▶ [WHAT YOU HAVE TO DO]: Repeat the data exactly, so that every line matches the original.

━━━━━ DATA FOR PROCESSING ━━━━━

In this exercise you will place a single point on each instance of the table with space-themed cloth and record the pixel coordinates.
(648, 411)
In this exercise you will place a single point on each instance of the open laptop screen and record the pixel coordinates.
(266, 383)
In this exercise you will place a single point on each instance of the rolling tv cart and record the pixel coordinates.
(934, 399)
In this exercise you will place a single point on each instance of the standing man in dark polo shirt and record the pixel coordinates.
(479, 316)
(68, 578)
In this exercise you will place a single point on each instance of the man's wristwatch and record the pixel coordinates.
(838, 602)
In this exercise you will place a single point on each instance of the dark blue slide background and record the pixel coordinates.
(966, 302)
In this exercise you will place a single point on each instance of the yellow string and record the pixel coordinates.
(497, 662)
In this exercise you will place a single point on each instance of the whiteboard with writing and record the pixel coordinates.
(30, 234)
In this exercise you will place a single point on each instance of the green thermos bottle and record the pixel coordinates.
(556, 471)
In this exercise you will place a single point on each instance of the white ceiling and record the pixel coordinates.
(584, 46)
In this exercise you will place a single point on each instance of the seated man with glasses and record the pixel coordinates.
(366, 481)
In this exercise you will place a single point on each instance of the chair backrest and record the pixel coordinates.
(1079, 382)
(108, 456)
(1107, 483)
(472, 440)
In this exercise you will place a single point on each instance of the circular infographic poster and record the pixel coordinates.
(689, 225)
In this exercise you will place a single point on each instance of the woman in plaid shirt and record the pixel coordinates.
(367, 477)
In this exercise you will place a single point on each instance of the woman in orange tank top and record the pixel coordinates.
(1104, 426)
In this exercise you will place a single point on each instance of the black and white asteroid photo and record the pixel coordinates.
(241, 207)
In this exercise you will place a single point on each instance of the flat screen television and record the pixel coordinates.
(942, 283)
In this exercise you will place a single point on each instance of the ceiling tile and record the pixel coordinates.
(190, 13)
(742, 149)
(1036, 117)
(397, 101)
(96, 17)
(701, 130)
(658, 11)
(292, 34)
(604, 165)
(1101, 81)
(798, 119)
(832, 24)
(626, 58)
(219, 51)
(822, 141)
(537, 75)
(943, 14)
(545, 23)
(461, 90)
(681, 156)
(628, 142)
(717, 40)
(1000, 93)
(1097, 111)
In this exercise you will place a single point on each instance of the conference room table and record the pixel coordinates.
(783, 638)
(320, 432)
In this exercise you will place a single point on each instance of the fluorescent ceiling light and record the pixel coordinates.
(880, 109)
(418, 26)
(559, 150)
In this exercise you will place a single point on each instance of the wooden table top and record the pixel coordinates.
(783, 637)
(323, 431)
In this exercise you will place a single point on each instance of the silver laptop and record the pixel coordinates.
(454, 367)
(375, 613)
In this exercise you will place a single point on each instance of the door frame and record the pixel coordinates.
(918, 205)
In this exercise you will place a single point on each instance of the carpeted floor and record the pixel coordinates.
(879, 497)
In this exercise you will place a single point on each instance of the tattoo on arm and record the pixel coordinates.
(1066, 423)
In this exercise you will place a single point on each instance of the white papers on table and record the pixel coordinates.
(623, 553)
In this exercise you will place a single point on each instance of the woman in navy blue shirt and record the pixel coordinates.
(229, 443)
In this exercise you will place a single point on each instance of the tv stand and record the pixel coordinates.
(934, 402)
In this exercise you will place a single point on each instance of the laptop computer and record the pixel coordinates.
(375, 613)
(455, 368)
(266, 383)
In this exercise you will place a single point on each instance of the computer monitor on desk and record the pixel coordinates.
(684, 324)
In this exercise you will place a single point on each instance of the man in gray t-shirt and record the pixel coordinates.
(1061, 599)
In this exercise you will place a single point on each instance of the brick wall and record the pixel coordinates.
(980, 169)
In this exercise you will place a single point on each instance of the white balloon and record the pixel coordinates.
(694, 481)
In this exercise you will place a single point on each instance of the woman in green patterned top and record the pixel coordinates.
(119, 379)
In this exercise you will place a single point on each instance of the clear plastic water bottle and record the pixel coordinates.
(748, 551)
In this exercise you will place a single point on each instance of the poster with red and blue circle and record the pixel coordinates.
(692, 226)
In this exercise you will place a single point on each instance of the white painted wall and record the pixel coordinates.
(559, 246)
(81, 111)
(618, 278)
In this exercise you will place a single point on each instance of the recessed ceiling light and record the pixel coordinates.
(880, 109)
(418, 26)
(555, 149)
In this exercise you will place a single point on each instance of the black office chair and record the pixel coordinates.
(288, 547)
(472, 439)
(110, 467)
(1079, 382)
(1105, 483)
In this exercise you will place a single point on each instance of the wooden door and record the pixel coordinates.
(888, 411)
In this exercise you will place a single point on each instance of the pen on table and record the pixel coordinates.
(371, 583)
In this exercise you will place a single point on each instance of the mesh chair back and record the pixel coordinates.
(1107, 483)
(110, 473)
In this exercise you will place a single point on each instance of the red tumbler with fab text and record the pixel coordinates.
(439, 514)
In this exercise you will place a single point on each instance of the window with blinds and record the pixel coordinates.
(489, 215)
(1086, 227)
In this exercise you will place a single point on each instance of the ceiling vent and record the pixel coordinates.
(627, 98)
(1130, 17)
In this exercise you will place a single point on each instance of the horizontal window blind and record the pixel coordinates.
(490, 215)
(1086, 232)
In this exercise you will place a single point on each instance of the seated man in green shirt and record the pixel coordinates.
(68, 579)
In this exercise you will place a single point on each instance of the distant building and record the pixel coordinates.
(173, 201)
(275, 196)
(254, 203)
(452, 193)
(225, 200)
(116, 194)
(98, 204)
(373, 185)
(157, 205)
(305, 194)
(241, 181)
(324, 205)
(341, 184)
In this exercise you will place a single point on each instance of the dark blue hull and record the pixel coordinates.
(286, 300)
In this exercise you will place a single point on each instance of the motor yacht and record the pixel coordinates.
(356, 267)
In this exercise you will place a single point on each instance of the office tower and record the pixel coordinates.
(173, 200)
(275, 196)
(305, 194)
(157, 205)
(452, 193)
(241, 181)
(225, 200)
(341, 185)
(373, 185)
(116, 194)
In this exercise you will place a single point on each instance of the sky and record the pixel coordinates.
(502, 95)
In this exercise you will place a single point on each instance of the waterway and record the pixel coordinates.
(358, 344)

━━━━━

▶ [RESULT FOR THIS TASK]:
In this exercise you will place a single point on each instance of the table with space-themed cloth and record the pixel coordinates.
(648, 411)
In this exercise you will place a single point on each instance of the open laptop screen and record the pixel coordinates.
(266, 383)
In this exercise you will place a single point on each instance of the rolling tv cart and record the pixel coordinates.
(934, 399)
In this exercise you will place a single point on each instance of the standing man in dark polo shirt and record the pixel coordinates.
(479, 316)
(68, 578)
In this exercise you will place a single point on each instance of the man's wristwatch and record the pixel coordinates.
(838, 602)
In this exercise you will place a single point on each instance of the dark blue slide background and record the pixel coordinates.
(966, 302)
In this exercise you will place a single point on each instance of the yellow string and record the pixel coordinates.
(497, 662)
In this exercise you will place a single point on each instance of the whiteboard with writing and record the pixel coordinates.
(30, 234)
In this exercise you will place a single point on each instance of the green thermos bottle and record the pixel coordinates.
(556, 471)
In this exercise you will place a single point on each instance of the white ceiling and record the pixel coordinates.
(584, 46)
In this exercise you will place a single point on each instance of the seated man with glasses and record the pixel coordinates.
(366, 481)
In this exercise you will place a single point on each instance of the chair backrest and record the pixel coordinates.
(1079, 382)
(108, 456)
(1107, 483)
(472, 440)
In this exercise you will place a single point on each instance of the circular infographic poster and record the pixel coordinates.
(689, 225)
In this exercise you will place a single point on each instance of the woman in plaid shirt and record the pixel coordinates.
(367, 477)
In this exercise you will place a single point on each instance of the woman in orange tank top and record the pixel coordinates.
(1104, 426)
In this exercise you will place a single point on each instance of the black and white asteroid photo and record the pixel coordinates.
(241, 207)
In this exercise you will place a single point on each instance of the flat screen television and record the pixel coordinates.
(942, 283)
In this exercise you will place a single point on each instance of the ceiling tile and record the pixel coordinates.
(190, 13)
(742, 149)
(1036, 117)
(397, 101)
(96, 17)
(701, 130)
(658, 11)
(292, 34)
(604, 165)
(1101, 81)
(798, 119)
(832, 24)
(626, 58)
(219, 51)
(822, 141)
(537, 75)
(943, 14)
(545, 23)
(461, 90)
(681, 156)
(628, 142)
(717, 40)
(1000, 93)
(1097, 111)
In this exercise you will place a single point on each instance of the conference room table and record the pixel coordinates.
(783, 638)
(320, 432)
In this exercise you will place a single point on each instance of the fluorescent ceiling light and record the pixel coordinates.
(880, 109)
(418, 26)
(559, 150)
In this exercise you will place a single point on each instance of the wooden table top and record the pixel coordinates.
(783, 637)
(323, 431)
In this exercise you will place a single point on each instance of the silver laptop and record the pixel coordinates.
(454, 367)
(375, 613)
In this exercise you will place a single point on each instance of the door frame and record the pixel coordinates.
(918, 205)
In this exercise you will place a single point on each instance of the carpeted floor and record the pixel coordinates.
(879, 497)
In this exercise you will place a single point on each instance of the tattoo on arm and record the pixel coordinates.
(1066, 423)
In this exercise you will place a single point on each instance of the white papers on table and record the pixel coordinates.
(623, 553)
In this exercise you will place a single point on each instance of the woman in navy blue shirt and record the pixel coordinates.
(229, 443)
In this exercise you will place a single point on each instance of the tv stand and record the pixel coordinates.
(934, 402)
In this exercise you will place a single point on each instance of the laptop computer and record the pixel coordinates.
(375, 613)
(455, 368)
(266, 383)
In this exercise you will place a single point on each instance of the computer monitor on desk and record the pixel coordinates.
(684, 324)
In this exercise you will place a single point on each instance of the man in gray t-shirt and record the pixel coordinates.
(1061, 599)
In this exercise you will place a single point on each instance of the brick wall and record the pixel coordinates.
(980, 169)
In this exercise you will place a single point on each instance of the white balloon and record the pixel coordinates.
(694, 481)
In this exercise you will place a single point on each instance of the woman in green patterned top and record the pixel coordinates.
(119, 379)
In this exercise you will place a single point on each instance of the clear plastic water bottle and record the pixel coordinates.
(748, 551)
In this exercise you will place a single point on each instance of the poster with red and blue circle and record the pixel coordinates.
(692, 226)
In this exercise you will place a single point on each instance of the white painted wall and record the pixel coordinates.
(559, 246)
(81, 111)
(618, 278)
In this exercise you will place a single point on each instance of the recessed ceiling light and record the pixel coordinates.
(880, 109)
(418, 26)
(555, 149)
In this exercise you will place a single point on each instance of the black office chair and record the pixel coordinates.
(288, 547)
(472, 439)
(110, 467)
(1079, 382)
(1105, 483)
In this exercise you will place a single point on each instance of the wooden door and record the pixel coordinates.
(888, 411)
In this exercise you will place a single point on each instance of the pen on table and record the pixel coordinates.
(371, 583)
In this exercise you will place a single point on each instance of the mesh chair back and record the pixel coordinates.
(1107, 483)
(110, 473)
In this exercise you will place a single point on each instance of the red tumbler with fab text and record the pixel coordinates.
(439, 514)
In this exercise you will place a single point on each instance of the window with blinds and record the pixel coordinates.
(489, 215)
(1086, 227)
In this exercise you will place a single point on each instance of the ceiling vent and record the pixel coordinates.
(627, 98)
(1130, 17)
In this exercise you will place a single point on each instance of the horizontal window blind and record the pixel coordinates.
(490, 215)
(1086, 232)
In this exercise you will place a single point on each instance of the seated man in green shirt and record the pixel coordinates.
(68, 579)
In this exercise you will place a single point on each instance of the distant building and record the pixel coordinates.
(173, 201)
(275, 196)
(254, 203)
(452, 193)
(225, 200)
(116, 194)
(98, 204)
(373, 185)
(157, 205)
(305, 194)
(241, 181)
(324, 205)
(341, 184)
In this exercise you will place a single point on each instance of the dark blue hull and record the pixel coordinates.
(286, 300)
In this exercise you will place a single point on each instance of the motor yacht and record the pixel coordinates.
(356, 267)
In this exercise you will place a single point on each instance of the office tower and record the pixel coordinates.
(173, 200)
(275, 196)
(305, 194)
(157, 205)
(452, 193)
(241, 181)
(225, 200)
(341, 185)
(373, 185)
(116, 194)
In this exercise you will place a single point on each instance of the sky and record the pixel coordinates.
(502, 95)
In this exercise you will place a single point on each instance of the waterway and record the pixel coordinates.
(358, 344)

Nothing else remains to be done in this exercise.